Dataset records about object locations
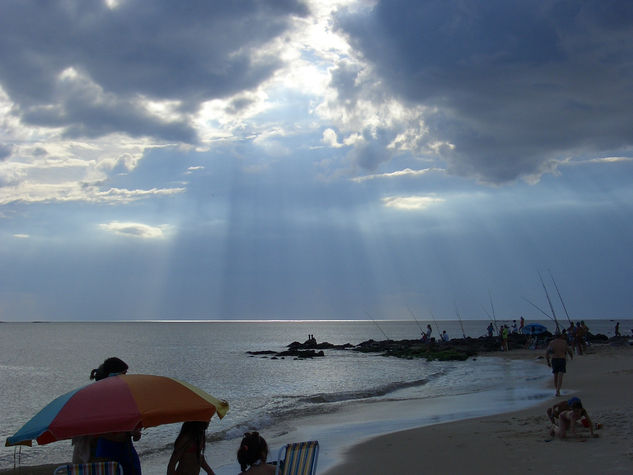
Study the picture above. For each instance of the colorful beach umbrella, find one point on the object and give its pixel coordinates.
(119, 404)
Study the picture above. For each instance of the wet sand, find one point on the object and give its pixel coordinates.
(519, 442)
(516, 442)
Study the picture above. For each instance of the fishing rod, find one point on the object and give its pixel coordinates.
(549, 301)
(538, 308)
(559, 296)
(376, 323)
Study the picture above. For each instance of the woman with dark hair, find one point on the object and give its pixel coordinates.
(252, 455)
(85, 447)
(110, 367)
(116, 446)
(188, 455)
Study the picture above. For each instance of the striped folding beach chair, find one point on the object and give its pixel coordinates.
(299, 458)
(94, 468)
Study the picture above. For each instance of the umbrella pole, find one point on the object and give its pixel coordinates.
(17, 454)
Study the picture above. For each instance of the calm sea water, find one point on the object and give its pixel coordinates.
(40, 361)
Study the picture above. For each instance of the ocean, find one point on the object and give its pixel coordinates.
(340, 399)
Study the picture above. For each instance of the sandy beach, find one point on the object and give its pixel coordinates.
(519, 442)
(516, 442)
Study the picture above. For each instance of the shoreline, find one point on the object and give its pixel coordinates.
(519, 442)
(508, 437)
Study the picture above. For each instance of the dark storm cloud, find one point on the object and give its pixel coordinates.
(514, 84)
(5, 151)
(187, 51)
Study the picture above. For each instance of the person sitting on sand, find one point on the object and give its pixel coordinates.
(567, 423)
(554, 412)
(556, 355)
(188, 455)
(252, 455)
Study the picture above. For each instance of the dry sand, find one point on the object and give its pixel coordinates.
(519, 442)
(514, 442)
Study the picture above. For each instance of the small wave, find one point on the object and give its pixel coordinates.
(363, 393)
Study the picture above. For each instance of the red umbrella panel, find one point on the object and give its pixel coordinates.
(119, 404)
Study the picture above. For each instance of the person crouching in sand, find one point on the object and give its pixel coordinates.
(566, 427)
(252, 455)
(583, 419)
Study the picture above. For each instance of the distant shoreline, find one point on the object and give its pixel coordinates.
(603, 379)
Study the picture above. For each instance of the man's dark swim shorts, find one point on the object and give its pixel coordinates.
(559, 365)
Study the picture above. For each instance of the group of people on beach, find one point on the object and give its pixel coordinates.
(567, 415)
(187, 457)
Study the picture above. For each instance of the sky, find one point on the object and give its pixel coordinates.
(317, 159)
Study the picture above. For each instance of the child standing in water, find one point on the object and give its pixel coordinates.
(188, 455)
(252, 455)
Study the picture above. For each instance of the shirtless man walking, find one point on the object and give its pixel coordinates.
(556, 355)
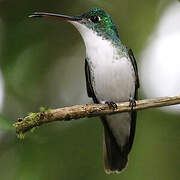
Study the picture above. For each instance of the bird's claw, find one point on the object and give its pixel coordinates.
(111, 104)
(132, 103)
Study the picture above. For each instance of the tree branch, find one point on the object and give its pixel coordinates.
(88, 110)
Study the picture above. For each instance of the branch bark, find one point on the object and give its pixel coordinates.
(87, 110)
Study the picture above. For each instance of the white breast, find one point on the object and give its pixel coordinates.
(112, 76)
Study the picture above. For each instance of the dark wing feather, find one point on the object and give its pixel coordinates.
(133, 61)
(89, 87)
(133, 113)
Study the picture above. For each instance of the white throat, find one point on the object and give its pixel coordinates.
(95, 45)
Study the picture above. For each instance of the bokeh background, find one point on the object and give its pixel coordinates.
(42, 64)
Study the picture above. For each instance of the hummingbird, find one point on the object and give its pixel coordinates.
(111, 76)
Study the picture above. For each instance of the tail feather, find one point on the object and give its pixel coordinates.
(114, 159)
(116, 156)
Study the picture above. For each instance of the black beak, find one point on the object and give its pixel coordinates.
(57, 16)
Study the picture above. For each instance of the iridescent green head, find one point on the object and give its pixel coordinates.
(95, 19)
(100, 22)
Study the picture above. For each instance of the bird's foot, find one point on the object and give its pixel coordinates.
(132, 103)
(111, 104)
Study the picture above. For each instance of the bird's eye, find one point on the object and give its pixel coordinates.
(95, 19)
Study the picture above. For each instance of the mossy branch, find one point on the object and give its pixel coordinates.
(88, 110)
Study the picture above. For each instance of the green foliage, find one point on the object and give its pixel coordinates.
(5, 124)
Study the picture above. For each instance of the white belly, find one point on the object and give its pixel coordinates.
(113, 80)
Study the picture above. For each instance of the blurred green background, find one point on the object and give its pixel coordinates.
(42, 64)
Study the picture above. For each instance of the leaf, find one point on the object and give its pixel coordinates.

### GIVEN INSTRUCTION
Reproduce the material above in full, exactly, with no images.

### THE RESPONSE
Study the picture above. For each instance of the colorful beach umbrella, find one point on the object and give its pixel coordinates.
(119, 404)
Study the picture above. For each instance of the wet sand, find one point on the object and give its pixel coordinates.
(519, 442)
(516, 442)
Study the picture above. For each instance of the fishing rod, find one point on the object and give its pixel coordinates.
(549, 301)
(538, 308)
(559, 296)
(376, 323)
Study the picture above. For each instance of the woman with dark hair, find one point on the object and give its pixel coordinates.
(252, 455)
(85, 447)
(110, 367)
(116, 446)
(188, 455)
Study the picture above. For each instance of the striped folding beach chair, find one point on the object and give its pixel coordinates.
(299, 458)
(94, 468)
Study the picture above. For each instance of the umbrella pole, find one point on the object and give its pixel coordinates.
(17, 454)
Study the picture above. For each instance of the calm sea water, find one point on the object and give its pixel coordinates.
(40, 361)
Study the picture above. For each instance of the ocean, find one point on the object and give its pixel coordinates.
(340, 399)
Study the picture above. For each instance of the sandy beach, find one point on the object and give its pixel coordinates.
(519, 442)
(516, 442)
Study the picture above. For each instance of the shoreline, find one point on the object and give its pixel coordinates.
(519, 442)
(508, 437)
Study the picture above. For each instance of the dark storm cloud, find one point on the object and give its pixel coordinates.
(514, 84)
(5, 151)
(187, 51)
Study the picture above. For each instance of the person sitting on sand, find one point on the object and give its pixel coordinates.
(567, 423)
(554, 412)
(556, 355)
(188, 455)
(252, 455)
Study the picture above. For each instance of the dry sand, find one point on the object and give its pixel coordinates.
(519, 442)
(514, 442)
Study the picture above. For each instance of the small wave, find one point on the object and give its pixel coordinates.
(363, 393)
Study the picture above. For each instance of the red umbrella panel, find one point on the object and give its pixel coordinates.
(119, 404)
Study the picture above. For each instance of the person crouching in sand, find one point on the object and give its pixel coordinates.
(566, 427)
(252, 455)
(583, 419)
Study the picture above. For each instance of the distant shoreline, find one point on the object and give its pixel coordinates.
(603, 379)
Study the picture above. For each instance of the man's dark swim shorts, find one point on the object and give its pixel coordinates.
(559, 365)
Study the picture above. For each instance of the group of people on beach, find one point on the object and give its pixel coordinates.
(567, 415)
(187, 457)
Study the picture above. For each instance of the sky, find one point on the object and give its pixel coordinates.
(317, 159)
Study the picture above. For each instance of the child standing in water, find one point on the object and give its pixel coordinates.
(188, 455)
(252, 455)
Study the picture above. For each instance of the shirtless man walking, find one point on the object and give its pixel coordinates.
(556, 355)
Study the picture above. For each instance of the bird's claw, find one point on the object and give its pixel coordinates.
(111, 104)
(132, 103)
Study the picture above. For each instance of the tree branch, find one point on the object and give its pixel coordinates.
(88, 110)
Study the picture above. For each instance of the branch bark, find one point on the object and give its pixel coordinates.
(87, 110)
Study the picture above. For each instance of the white breast, find one point on the object and give its pixel coordinates.
(112, 76)
Study the picture above. For each instance of the dark wing feather, find one point on the object and give its pixel coordinates.
(133, 61)
(89, 87)
(133, 113)
Study the picture above. For each instance of the white throat, find one point on the object and give its pixel coordinates.
(95, 45)
Study the picture above. For each instance of the bokeh background, find one point on the object and give its pixel coordinates.
(42, 64)
Study the picture above. For each instance of the hummingbird, find one point on the object and give its pixel coordinates.
(111, 76)
Study the picture above. For each instance of the tail feather, find one point on the object and give its pixel coordinates.
(114, 159)
(116, 156)
Study the picture above. For each instance of the black beak, find one point on the object and give its pixel coordinates.
(57, 16)
Study the picture above. For each instance of the iridescent green head, find one point on the object and give its pixel coordinates.
(95, 19)
(100, 22)
Study the picture above. For each instance of the bird's foot, find one point on the object and give its pixel coordinates.
(132, 103)
(111, 104)
Study the picture above. For each instance of the bird's eye, find one point on the object and give its pixel coordinates.
(95, 19)
Study the picture above. For each instance of the mossy branch, find one point on the object and give its pixel coordinates.
(88, 110)
Study the picture above. For each instance of the green foliage, find one point on the object and give its pixel coordinates.
(5, 124)
Study the picture above. For each instance of the white belly, find one point on the object and give its pixel coordinates.
(113, 80)
Study the picture above. For each instance of the blurred green background, find one point on the object and give its pixel coordinates.
(42, 64)
Study the picture above. For each instance of the leaf, find one point on the object and give its pixel coordinates.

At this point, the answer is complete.